Set task:
Pick out every line below that contains the word "jersey", and copy each of those lines. Case counts.

Records:
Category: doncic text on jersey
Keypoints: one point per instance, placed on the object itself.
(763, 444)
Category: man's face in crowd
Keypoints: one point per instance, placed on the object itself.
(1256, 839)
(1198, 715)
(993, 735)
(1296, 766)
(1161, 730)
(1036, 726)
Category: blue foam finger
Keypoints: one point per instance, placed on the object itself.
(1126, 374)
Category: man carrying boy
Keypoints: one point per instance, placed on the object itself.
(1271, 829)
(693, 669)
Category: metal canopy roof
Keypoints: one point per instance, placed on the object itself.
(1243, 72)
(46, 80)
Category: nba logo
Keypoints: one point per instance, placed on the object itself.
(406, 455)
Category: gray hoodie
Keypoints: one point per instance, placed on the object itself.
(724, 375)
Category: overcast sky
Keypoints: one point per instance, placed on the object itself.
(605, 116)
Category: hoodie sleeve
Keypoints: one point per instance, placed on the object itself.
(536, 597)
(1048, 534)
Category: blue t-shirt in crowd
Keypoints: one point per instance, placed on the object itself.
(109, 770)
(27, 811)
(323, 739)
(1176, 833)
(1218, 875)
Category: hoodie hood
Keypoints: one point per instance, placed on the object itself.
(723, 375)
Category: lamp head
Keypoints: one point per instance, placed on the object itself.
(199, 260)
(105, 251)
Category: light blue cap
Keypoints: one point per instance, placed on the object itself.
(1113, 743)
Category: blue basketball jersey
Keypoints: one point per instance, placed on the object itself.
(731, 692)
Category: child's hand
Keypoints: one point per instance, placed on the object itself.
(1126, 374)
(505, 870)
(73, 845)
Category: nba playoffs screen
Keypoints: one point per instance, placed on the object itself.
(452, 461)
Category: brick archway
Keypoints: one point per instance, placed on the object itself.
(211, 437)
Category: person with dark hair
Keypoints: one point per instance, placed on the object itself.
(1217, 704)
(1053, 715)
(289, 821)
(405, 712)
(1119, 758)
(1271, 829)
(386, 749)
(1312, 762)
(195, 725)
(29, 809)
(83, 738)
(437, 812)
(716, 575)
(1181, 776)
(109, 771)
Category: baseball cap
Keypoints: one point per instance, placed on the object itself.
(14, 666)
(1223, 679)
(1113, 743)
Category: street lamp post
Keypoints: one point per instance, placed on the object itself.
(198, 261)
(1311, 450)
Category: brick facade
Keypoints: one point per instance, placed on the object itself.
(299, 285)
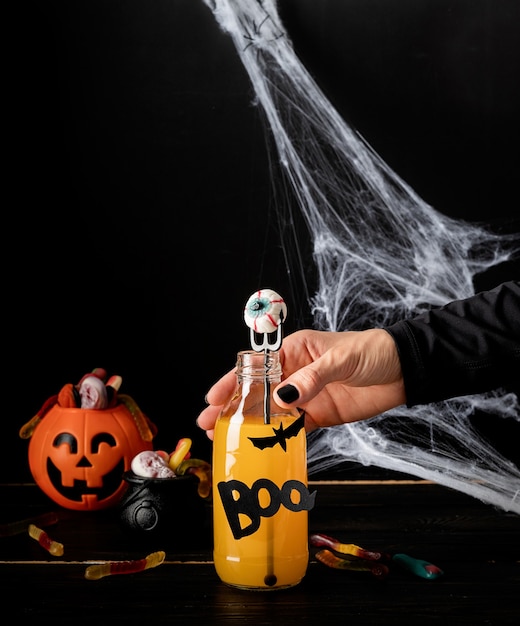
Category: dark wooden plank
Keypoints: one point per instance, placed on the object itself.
(476, 545)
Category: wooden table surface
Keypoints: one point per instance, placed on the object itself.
(476, 546)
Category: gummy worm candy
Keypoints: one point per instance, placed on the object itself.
(16, 528)
(140, 419)
(111, 568)
(320, 540)
(181, 450)
(53, 547)
(202, 470)
(379, 570)
(420, 568)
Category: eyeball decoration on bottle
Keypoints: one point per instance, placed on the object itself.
(264, 313)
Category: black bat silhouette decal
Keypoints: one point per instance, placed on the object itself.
(280, 435)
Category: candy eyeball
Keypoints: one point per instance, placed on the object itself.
(265, 311)
(150, 464)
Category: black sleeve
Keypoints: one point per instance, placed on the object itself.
(465, 347)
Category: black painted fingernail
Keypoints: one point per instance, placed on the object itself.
(289, 393)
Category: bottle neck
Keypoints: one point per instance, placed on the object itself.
(259, 366)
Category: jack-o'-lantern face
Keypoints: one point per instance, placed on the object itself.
(78, 456)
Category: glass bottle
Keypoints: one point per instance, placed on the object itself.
(260, 490)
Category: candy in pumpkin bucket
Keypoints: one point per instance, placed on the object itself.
(83, 440)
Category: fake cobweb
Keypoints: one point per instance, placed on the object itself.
(381, 254)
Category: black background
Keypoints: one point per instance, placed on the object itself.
(137, 180)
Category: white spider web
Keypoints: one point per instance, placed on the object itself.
(381, 254)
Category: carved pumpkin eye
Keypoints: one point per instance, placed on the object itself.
(68, 439)
(97, 440)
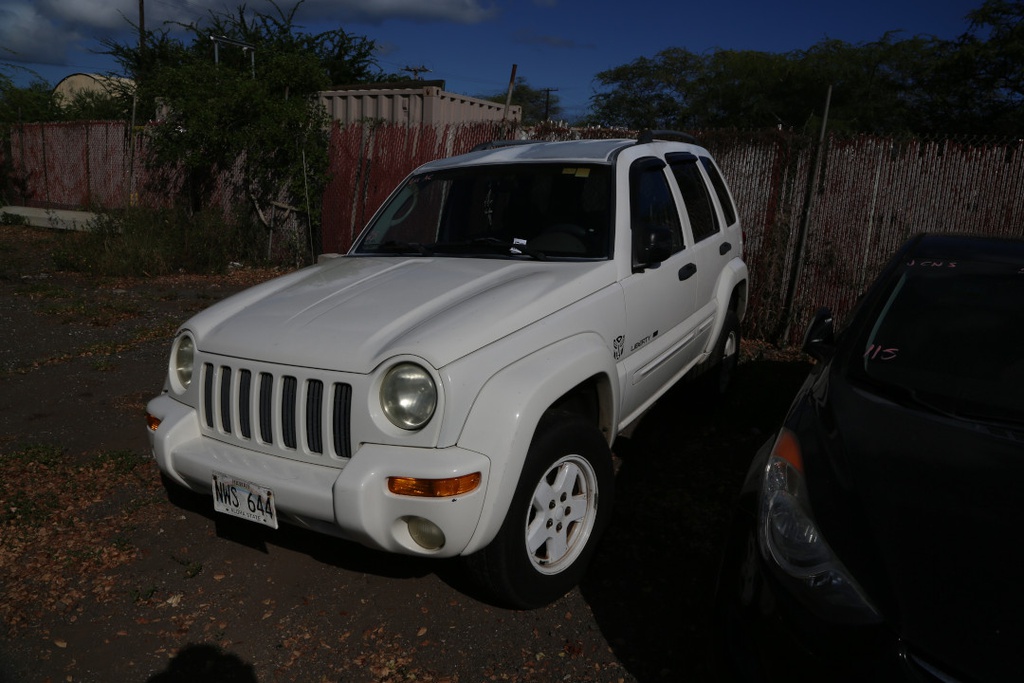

Exercise solution:
Category: doncic text on jersey
Category: blue basketball jersey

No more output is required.